§ WHAT TO WORK ON
Find the word "lead" in the material below and gather every line that contains it.

§ GIVEN RECORDS
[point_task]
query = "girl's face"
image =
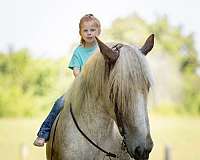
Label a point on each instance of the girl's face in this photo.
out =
(88, 32)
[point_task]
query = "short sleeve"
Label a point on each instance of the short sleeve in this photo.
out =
(75, 61)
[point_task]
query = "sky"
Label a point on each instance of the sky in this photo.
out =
(48, 28)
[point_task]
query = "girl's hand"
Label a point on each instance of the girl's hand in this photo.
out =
(76, 72)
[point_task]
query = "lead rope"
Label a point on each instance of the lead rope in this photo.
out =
(109, 154)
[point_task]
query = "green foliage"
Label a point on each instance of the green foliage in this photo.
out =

§ RESPONSE FOR THIS EXERCISE
query = "lead rope"
Label a point on each instance of the lead rope in this photo.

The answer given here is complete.